General neurologists and psychiatrists can perform memory evaluations, but they don’t specialize in Alzheimer’s and may see relatively few dementia patients. If you have access to a subspecialist, that’s generally the better route.

What the Diagnostic Evaluation Involves

A specialist’s evaluation goes well beyond the brief screening your primary care doctor performed. It typically includes a detailed neuropsychological assessment that tests several distinct areas of brain function: memory recall (both immediate and delayed), attention and working memory, language and word-finding ability, and executive function, which covers planning, problem-solving, and mental flexibility. Each area is tested with specific tasks, and the pattern of strengths and weaknesses helps distinguish Alzheimer’s from other types of dementia like frontotemporal dementia, Lewy body dementia, or vascular cognitive impairment.

Brain imaging is a standard part of the workup. An MRI can reveal brain shrinkage patterns characteristic of Alzheimer’s, particularly in memory-related regions. PET scans can now detect the two hallmark proteins of Alzheimer’s, amyloid plaques and tau tangles, directly in a living brain. Previously, these could only be confirmed at autopsy. There is currently one FDA-approved tracer specifically for detecting tau deposits, and several approved amyloid tracers.

____________

What you need to do |
A. Answer these questions using the passage on Alzheimer's evaluation:
(i) Which two hallmark proteins of Alzheimer's can PET scans now detect?
(ii) Before PET scans, how could these proteins be confirmed?
(iii) If you have access to one, what kind of doctor is generally the better route?
B. For each statement, say whether it agrees with the passage on Alzheimer's evaluation. Answer yes or no, and quote the words that decide it.
(i) An MRI can show brain shrinkage patterns characteristic of Alzheimer's.
(ii) Several FDA-approved tracers exist for detecting tau deposits.
(iii) General neurologists specialize in Alzheimer's.
C. Write the next part of the passage on Alzheimer's evaluation, starting right after its last sentence.

Dataset entries
____________

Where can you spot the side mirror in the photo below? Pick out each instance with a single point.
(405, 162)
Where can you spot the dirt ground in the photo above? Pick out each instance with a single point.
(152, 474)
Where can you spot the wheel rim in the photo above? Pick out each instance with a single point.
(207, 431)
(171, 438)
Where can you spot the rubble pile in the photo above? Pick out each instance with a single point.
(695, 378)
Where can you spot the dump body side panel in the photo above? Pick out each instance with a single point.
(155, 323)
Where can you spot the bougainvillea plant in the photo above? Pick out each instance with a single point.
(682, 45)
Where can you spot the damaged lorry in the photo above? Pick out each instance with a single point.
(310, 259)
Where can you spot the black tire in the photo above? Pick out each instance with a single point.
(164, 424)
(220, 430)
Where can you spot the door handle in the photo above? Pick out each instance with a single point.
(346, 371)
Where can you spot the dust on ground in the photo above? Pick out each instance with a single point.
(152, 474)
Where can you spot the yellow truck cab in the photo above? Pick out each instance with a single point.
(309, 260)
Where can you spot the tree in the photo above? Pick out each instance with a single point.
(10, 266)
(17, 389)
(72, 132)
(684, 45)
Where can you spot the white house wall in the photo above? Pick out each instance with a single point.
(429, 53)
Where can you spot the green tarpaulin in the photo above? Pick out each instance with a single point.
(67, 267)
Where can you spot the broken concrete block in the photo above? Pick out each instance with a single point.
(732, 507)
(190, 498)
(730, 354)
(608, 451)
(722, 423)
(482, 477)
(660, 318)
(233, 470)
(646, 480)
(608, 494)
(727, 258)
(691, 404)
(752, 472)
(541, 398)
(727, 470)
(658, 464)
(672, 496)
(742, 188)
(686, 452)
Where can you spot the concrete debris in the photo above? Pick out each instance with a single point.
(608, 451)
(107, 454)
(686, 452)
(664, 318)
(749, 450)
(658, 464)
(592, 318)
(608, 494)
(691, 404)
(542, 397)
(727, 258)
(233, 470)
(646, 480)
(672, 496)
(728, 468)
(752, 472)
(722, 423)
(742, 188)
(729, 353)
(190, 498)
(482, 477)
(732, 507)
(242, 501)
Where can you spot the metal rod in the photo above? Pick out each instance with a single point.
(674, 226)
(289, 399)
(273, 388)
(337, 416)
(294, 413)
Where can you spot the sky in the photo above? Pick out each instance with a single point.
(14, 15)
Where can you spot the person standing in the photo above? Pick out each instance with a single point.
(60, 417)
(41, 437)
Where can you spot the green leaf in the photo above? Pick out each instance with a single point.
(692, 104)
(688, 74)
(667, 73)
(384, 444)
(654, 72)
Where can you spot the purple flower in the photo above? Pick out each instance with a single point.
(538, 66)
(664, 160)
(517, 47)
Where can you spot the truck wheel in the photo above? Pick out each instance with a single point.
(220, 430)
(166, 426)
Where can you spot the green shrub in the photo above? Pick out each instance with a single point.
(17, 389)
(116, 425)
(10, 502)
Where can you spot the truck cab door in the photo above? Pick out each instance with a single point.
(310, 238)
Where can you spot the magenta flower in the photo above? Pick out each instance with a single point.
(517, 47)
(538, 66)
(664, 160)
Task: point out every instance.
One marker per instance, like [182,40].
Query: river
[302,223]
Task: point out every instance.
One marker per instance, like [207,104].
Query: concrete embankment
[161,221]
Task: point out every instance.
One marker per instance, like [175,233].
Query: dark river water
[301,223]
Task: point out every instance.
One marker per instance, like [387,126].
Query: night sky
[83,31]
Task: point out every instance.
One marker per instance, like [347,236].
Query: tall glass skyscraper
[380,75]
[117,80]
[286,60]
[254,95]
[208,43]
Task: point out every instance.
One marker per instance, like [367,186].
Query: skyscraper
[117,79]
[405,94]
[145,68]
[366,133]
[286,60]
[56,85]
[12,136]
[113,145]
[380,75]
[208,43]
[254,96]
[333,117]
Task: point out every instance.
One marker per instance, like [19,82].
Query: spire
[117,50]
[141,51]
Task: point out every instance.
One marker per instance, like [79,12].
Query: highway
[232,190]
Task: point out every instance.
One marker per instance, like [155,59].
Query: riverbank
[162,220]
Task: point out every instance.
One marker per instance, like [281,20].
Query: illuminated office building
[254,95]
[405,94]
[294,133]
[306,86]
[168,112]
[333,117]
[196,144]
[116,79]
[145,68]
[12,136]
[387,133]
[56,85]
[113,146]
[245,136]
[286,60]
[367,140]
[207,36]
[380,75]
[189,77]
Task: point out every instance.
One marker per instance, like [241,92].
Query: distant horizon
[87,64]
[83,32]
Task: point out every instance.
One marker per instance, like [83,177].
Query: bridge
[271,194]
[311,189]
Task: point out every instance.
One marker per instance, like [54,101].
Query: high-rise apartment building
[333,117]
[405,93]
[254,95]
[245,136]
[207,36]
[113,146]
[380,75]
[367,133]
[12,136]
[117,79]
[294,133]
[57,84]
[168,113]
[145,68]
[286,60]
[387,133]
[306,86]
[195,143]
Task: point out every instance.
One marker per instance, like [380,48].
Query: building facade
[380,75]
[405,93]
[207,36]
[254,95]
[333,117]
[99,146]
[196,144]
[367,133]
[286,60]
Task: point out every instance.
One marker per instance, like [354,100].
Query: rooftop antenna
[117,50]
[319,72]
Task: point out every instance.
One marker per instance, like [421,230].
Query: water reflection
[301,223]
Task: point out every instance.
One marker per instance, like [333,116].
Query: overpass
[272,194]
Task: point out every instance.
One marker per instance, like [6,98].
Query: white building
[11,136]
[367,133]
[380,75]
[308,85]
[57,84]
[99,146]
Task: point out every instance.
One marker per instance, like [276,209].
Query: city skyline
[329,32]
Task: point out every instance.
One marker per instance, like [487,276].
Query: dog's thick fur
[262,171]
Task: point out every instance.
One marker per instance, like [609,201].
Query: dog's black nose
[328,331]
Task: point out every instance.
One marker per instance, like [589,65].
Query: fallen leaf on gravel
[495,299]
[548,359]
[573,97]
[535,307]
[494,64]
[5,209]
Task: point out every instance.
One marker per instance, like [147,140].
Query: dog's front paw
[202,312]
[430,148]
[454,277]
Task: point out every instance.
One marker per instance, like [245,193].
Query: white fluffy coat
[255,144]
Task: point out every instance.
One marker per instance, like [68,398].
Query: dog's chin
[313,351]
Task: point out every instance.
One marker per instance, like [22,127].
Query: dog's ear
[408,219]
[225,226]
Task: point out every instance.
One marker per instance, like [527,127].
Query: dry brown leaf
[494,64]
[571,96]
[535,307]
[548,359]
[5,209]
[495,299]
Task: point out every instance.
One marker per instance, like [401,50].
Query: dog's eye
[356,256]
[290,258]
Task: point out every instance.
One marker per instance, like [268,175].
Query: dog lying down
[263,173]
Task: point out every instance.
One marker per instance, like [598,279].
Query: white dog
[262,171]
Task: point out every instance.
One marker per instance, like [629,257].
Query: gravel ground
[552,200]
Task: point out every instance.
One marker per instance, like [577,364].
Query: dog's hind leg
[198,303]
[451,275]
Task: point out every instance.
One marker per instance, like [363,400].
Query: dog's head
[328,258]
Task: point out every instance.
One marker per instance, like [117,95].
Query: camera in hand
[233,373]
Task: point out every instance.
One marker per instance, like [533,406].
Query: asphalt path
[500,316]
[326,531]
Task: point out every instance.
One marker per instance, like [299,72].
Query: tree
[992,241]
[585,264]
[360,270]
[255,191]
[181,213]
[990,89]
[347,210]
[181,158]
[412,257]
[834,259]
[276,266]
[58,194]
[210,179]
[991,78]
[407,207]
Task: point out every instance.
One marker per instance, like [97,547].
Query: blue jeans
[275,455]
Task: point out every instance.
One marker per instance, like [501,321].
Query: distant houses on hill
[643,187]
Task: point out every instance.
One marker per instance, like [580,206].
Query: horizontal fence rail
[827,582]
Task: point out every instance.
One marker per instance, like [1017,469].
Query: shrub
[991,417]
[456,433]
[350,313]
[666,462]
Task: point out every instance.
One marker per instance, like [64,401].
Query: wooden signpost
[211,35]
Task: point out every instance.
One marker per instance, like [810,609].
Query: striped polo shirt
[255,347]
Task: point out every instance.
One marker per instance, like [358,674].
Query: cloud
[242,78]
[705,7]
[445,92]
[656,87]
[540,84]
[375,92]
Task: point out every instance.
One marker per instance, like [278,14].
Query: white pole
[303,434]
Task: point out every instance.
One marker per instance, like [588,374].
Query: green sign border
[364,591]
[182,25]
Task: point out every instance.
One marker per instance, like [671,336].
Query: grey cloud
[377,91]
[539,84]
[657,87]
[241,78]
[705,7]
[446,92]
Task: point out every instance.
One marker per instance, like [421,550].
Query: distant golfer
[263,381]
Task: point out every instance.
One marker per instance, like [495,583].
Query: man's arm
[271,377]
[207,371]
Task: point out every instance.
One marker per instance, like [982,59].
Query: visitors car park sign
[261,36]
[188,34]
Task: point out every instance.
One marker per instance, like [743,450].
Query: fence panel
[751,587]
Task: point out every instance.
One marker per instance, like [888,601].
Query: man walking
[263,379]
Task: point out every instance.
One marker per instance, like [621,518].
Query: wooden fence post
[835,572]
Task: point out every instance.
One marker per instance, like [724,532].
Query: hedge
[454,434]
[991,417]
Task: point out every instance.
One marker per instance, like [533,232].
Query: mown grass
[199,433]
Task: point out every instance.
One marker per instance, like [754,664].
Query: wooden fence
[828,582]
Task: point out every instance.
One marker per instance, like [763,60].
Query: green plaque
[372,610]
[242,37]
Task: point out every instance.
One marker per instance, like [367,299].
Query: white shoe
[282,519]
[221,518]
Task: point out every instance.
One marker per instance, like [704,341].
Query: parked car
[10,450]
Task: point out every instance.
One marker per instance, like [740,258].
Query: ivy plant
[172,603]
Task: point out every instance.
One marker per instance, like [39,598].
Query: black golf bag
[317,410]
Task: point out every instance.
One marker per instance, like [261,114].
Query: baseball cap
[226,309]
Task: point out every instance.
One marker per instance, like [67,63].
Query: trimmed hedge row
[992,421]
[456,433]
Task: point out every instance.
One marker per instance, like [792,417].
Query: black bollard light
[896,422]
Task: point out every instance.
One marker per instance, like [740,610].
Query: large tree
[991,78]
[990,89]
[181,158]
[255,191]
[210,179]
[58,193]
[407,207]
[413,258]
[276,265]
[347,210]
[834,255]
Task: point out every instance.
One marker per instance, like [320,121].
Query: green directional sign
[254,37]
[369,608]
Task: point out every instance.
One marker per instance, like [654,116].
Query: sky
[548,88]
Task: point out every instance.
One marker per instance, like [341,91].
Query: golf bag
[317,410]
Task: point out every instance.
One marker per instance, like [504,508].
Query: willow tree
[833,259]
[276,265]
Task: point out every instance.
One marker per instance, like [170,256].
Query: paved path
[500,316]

____________

Results of the exercise |
A.
(i) Amyloid plaques and tau tangles.
(ii) Only at autopsy.
(iii) A subspecialist.

B.
(i) Yes: "An MRI can reveal brain shrinkage patterns characteristic of Alzheimer’s"
(ii) No: "There is currently one FDA-approved tracer specifically for detecting tau deposits"
(iii) No: "they don’t specialize in Alzheimer’s"

C.
Blood Tests Are Changing the Diagnosis

A major shift happened when the FDA cleared the first blood test for Alzheimer’s diagnosis. The test measures a ratio of two proteins in blood plasma and can detect the amyloid plaques associated with Alzheimer’s from a simple blood draw. In clinical trials of 499 cognitively impaired adults, 91.7% of positive results were confirmed by PET scans or spinal fluid tests, and 97.3% of negative results were truly negative.

This blood test is designed for patients already showing signs of cognitive decline and presenting at a specialized care setting. It’s not a standalone diagnostic or a screening tool for people without symptoms. But it significantly reduces the need for expensive PET scans or invasive spinal taps in many cases, making the diagnostic process faster and more accessible.

The 2024 revised diagnostic criteria from the Alzheimer’s Association now define Alzheimer’s as a biological process, not just a clinical syndrome. Under these criteria, an abnormal result on a core biomarker test (including approved blood tests, spinal fluid tests, or amyloid PET scans) is sufficient to establish a diagnosis of Alzheimer’s disease, even before significant symptoms appear. This reflects the understanding that the disease starts years before memory loss becomes obvious.

How Long the Process Takes

In a study of nearly 1,000 U.S. patients, the average time from the first doctor’s evaluation to a formal diagnosis was about 14 weeks, roughly three and a half months. That timeline varied by stage: patients eventually diagnosed with mild cognitive impairment due to Alzheimer’s waited about 12 weeks, while those with severe dementia were diagnosed in about 5 weeks, likely because advanced symptoms are easier to identify.

Perhaps more striking, the average time from when symptoms first appeared to when patients even had their first evaluation was over 31 weeks, about 7 months. The full journey from noticing something is wrong to getting a name for it often takes close to a year.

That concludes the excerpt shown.